• **JOB 1**
Find every line in the listing that contains the word "grey" and copy each one out. Case counts.

• **READING TEXT**
Monday, January 24, 2011

Souvlaki platter

I've been addicted to Greek salad lately. All it needs is some MEAT! So I decided to try my hand at souvlaki. Boneless pork sirloin was on sale, so that's what I used. Pork tenderloin is leaner and more tender, but I'm not sure that it would stand up well to an acidic marinade. Also, I was in a hurry so I used my George Foreman grill; it definitely would have been tastier grilled over charcoal! I'm not much of a griller myself but I recently discovered the website Girls at the Grill which has inspired me to learn.

Serves 4

For the pork:
  • 1.5 lbs boneless pork, cut into bite-sized chunks
  • 1/4 cup extra-virgin olive oil
  • 1/4 cup fresh squeezed lemon juice
  • 1 Tbs red wine vinegar
  • 1 Tbs ground coriander
  • 1.5 tsp paprika
  • 1.5 tsp ground cumin
  • 1/4 tsp ground cayenne pepper
  • 2 Tbs fresh oregano leaves, minced (or 2 tsp ground dried Greek oregano)
  • 1 tsp lemon zest
  • 4 cloves garlic, minced or pressed
  • Salt and pepper to taste
For the salad: (pretty much everything in the salad is optional, make your own substitutions as you'd like)
  • About a pound of salad greens. I used a bag of organic spinach salad blend (baby spinach, arugula, and radicchio) and a bag of "Italian salad mix" (romaine hearts and radicchio)
  • Grape tomatoes, cut in half (probably stick to about 4 per salad if you're strictly watching carbs)
  • Shaved red onion (about 1/4-1/2 onion)
  • 1 green pepper, cut into chunks
  • Roasted red pepper, sliced
  • Sliced pepperoncini peppers
  • Pitted Kalamata olives, cut in half
  • 4 oz feta cheese, crumbled (I used reduced-fat tomato basil feta)
  • Oil and vinegar for serving (I used 1 tsp extra-virgin olive oil and lots of red wine vinegar on each salad)
 For the tzatziki sauce:
  • 1 7oz container of plain Greek yogurt, such as Fage or Chobani
  • Half a cucumber, peeled, seeded, and chopped
  • 1 Tbs lemon juice
  • 1 clove garlic, minced, or a pinch of garlic powder
  • Minced fresh dill to taste (I probably used about 2 Tbs)

• **JOB 2**
Continue the souvlaki platter recipe above from where it stops.

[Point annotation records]
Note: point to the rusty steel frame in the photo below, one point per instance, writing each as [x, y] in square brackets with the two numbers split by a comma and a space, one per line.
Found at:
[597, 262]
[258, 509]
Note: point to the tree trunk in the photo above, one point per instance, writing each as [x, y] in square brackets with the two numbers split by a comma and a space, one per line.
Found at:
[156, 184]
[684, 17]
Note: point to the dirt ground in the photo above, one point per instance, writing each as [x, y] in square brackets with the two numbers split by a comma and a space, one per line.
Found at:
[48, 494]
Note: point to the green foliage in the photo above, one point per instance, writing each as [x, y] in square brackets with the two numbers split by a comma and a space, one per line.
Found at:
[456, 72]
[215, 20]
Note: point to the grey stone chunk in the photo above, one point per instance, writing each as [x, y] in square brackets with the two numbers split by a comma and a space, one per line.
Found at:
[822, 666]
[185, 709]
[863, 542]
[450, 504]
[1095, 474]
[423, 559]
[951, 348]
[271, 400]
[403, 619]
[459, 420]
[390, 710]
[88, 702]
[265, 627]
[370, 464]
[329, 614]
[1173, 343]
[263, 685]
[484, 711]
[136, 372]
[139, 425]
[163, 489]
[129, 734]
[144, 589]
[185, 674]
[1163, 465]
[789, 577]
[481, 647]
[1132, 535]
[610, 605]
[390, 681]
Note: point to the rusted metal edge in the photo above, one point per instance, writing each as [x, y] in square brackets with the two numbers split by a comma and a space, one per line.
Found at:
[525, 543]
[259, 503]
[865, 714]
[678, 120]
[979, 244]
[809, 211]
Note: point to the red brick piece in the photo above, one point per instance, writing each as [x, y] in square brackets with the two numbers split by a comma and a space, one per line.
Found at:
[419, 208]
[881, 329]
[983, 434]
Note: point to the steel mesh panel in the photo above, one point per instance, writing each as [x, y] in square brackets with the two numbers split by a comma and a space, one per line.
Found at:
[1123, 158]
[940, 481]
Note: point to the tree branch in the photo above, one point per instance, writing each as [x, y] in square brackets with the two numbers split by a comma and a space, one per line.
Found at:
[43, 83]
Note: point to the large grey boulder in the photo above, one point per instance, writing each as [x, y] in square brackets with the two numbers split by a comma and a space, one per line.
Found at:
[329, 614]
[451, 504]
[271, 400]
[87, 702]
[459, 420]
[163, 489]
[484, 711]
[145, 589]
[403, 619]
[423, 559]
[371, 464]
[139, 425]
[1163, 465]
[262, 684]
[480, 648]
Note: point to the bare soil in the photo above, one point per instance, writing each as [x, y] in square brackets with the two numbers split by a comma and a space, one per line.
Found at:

• **TASK RESPONSE 1**
Note: point to the grey stone chunk in the photo above, one point per instance, writing each as [x, y] in square brackets with the two numbers split by a comma and a space, one per line.
Note: point to the large grey boulder in the photo above, one point per instance, writing each as [x, y] in square brackets with the two numbers split by a comma and a space, one per line.

• **TASK RESPONSE 2**
  • Plenty of salt and pepper, to taste
  1. Whisk together all the ingredients for the pork marinade. Pour it into a gallon ziploc bag along with the pork chunks. Marinate at least 4 hours but preferably overnight or up to 24 hours.
  2. Stir together the tzatziki ingredients and set aside in the refrigerator.
  3. Thread the pork chunks onto skewers, shaking off excess marinade. Grill until nicely charred and cooked through.
  4. While pork is cooking, assemble the salads.
  5. To serve, dress the salads with oil and vinegar. Top with souvlaki skewers and a blob of tzatziki for dipping.
Make-ahead directions: Combine the pork and marinade. Freeze in a single large zipper bag (if you will thaw and cook the whole thing at once) or in individual portions in zipper sandwich bags (to thaw individual portions). Salad cannot be frozen; make it before serving, or a couple of days beforehand.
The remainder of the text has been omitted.